**Exercise directions:** Whenever a line of the data below holds the string "Give", copy that line.

**Excerpts from a dataset:**
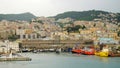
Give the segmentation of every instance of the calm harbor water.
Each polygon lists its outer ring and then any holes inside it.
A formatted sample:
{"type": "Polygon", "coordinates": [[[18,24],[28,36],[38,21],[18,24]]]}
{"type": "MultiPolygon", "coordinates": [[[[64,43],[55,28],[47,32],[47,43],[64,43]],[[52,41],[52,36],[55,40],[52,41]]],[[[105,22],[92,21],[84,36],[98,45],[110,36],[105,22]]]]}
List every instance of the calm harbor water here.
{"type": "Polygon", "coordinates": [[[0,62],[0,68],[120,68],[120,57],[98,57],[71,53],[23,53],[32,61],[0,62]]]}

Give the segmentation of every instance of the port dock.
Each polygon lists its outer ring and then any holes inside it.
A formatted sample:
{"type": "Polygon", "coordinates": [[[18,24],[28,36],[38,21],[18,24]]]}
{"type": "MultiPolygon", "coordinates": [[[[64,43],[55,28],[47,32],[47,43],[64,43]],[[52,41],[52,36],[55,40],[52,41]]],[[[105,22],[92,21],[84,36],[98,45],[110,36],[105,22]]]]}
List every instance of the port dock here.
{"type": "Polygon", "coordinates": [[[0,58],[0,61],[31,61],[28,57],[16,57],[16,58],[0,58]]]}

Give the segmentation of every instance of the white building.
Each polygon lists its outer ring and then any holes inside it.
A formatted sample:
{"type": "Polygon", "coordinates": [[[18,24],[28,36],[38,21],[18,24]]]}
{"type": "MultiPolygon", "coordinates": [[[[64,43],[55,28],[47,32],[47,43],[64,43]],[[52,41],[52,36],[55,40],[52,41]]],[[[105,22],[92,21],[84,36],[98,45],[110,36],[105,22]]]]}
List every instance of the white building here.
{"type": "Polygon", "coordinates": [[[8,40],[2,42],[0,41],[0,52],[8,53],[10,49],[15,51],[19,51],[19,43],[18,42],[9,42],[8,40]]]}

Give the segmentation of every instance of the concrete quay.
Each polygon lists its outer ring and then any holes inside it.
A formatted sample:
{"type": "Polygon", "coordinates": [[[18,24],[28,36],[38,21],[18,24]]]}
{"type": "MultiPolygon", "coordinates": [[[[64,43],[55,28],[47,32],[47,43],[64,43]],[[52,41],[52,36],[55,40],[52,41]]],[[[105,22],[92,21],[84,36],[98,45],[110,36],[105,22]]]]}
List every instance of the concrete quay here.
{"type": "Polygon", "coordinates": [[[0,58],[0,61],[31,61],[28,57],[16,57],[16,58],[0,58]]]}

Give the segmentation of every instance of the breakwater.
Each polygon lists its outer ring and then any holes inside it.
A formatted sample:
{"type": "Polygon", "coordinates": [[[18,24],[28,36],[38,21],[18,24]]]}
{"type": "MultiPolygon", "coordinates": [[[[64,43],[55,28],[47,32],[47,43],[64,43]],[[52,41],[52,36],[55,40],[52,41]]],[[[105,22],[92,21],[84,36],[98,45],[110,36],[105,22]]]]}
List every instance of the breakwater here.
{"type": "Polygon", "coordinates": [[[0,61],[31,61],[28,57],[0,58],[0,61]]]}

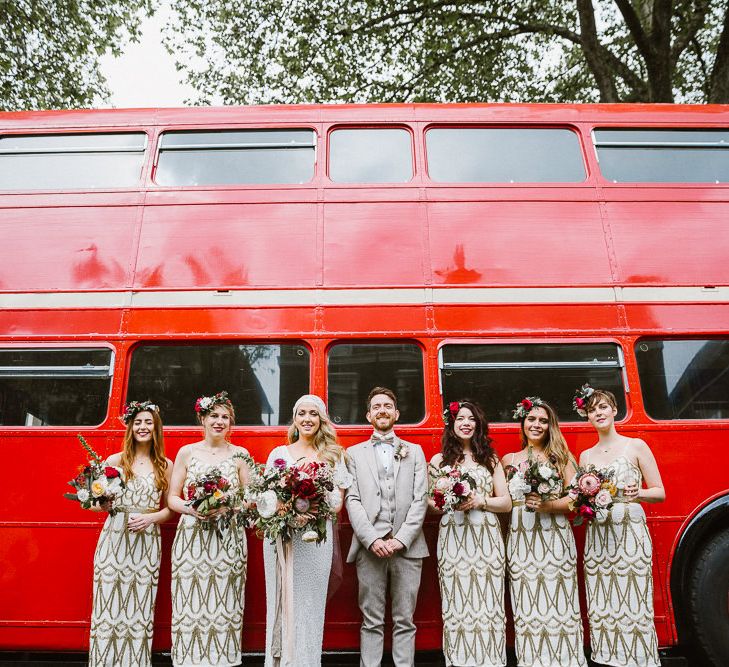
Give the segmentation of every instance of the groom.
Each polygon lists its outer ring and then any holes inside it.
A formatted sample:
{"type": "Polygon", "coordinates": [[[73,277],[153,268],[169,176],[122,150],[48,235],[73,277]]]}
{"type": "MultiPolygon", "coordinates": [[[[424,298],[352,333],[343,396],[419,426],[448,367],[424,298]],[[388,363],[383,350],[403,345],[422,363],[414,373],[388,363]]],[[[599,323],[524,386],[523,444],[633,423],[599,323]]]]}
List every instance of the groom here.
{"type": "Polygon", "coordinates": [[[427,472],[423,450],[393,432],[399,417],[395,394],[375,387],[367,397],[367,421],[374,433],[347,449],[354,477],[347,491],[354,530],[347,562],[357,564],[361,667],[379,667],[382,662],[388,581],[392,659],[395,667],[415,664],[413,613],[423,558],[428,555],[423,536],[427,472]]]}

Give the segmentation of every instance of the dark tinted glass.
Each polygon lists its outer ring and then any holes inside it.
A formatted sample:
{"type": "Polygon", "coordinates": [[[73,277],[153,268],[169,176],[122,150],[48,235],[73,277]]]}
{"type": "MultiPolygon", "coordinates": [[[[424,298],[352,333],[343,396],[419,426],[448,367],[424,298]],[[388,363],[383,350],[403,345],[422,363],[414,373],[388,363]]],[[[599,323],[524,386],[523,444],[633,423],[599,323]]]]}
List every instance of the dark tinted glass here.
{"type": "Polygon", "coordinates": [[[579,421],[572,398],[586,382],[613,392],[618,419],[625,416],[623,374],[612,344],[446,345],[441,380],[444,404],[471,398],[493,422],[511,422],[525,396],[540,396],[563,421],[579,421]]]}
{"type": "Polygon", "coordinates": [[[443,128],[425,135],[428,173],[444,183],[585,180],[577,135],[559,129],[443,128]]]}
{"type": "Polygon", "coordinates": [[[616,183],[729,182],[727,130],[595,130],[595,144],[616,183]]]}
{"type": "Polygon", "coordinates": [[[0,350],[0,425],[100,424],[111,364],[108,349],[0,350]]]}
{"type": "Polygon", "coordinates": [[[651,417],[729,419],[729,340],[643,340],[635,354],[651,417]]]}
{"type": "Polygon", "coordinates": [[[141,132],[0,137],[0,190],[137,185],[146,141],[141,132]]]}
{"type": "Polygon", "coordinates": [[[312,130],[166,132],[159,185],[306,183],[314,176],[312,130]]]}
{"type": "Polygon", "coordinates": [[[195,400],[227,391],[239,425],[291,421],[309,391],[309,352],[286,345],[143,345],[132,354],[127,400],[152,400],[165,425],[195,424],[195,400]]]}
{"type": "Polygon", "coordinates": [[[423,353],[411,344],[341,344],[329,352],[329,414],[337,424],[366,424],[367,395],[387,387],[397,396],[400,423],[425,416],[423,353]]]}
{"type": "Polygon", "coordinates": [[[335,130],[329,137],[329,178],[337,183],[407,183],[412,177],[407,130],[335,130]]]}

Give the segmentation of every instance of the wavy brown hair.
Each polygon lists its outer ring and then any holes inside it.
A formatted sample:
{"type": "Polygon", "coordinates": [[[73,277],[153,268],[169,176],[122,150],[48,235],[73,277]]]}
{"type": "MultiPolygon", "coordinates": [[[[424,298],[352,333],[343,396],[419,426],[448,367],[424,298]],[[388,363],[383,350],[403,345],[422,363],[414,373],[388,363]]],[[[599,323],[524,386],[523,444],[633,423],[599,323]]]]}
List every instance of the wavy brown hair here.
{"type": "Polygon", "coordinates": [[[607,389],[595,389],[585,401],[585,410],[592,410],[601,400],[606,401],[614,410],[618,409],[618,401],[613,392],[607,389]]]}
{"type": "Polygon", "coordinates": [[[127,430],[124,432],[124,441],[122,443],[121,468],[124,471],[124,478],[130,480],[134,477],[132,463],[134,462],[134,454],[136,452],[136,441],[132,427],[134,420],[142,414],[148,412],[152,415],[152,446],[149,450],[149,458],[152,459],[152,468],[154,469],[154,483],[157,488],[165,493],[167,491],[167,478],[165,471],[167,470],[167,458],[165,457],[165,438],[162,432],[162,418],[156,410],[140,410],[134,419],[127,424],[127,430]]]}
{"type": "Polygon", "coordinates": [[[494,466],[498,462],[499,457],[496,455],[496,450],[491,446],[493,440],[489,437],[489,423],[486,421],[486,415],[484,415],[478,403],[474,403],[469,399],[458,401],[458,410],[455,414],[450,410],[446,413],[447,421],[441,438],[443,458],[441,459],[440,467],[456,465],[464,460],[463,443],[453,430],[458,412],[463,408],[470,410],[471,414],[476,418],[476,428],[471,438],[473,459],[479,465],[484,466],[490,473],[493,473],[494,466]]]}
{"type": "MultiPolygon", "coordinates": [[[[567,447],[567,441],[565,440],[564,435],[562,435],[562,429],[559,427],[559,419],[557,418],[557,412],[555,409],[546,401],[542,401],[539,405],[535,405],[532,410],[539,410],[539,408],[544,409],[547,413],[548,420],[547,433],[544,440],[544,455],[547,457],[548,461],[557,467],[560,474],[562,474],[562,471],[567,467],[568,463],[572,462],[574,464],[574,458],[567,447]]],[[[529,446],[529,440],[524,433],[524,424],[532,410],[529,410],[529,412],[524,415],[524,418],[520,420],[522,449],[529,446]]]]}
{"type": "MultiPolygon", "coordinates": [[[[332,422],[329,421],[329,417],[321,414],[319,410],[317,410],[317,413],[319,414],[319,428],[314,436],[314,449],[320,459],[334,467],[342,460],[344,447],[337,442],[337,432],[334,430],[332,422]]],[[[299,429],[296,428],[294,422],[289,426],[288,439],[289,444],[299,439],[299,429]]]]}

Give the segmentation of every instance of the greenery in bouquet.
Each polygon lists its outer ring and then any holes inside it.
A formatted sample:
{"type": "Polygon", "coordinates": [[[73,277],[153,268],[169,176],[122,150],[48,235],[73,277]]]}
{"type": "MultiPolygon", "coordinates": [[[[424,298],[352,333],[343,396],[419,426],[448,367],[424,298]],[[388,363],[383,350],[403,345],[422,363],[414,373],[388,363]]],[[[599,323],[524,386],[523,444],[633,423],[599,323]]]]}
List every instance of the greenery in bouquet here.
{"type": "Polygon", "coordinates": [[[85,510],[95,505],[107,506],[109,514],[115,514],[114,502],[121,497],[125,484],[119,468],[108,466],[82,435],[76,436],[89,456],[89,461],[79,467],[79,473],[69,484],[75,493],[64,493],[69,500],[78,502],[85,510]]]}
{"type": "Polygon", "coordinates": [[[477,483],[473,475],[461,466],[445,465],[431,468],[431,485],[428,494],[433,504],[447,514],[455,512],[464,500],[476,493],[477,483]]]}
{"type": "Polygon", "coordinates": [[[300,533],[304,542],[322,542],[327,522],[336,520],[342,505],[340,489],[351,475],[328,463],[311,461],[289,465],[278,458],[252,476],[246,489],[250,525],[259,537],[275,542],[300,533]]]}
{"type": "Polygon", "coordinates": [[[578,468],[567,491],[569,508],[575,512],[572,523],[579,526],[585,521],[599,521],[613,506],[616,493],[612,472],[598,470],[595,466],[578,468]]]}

**Output below:**
Give the segmentation of every instance of the calm harbor water.
Give the segmentation of every instance of the port dock.
Give the segmentation of every instance of the white building.
Give the segmentation of every instance of the concrete quay.
Give the segmentation of every instance of the breakwater.
Give the segmentation of every instance of the groom.
Give the segmentation of every instance of the dark tinted glass.
Give the segmentation of every instance of the wavy brown hair.
Give the segmentation of every instance of the greenery in bouquet.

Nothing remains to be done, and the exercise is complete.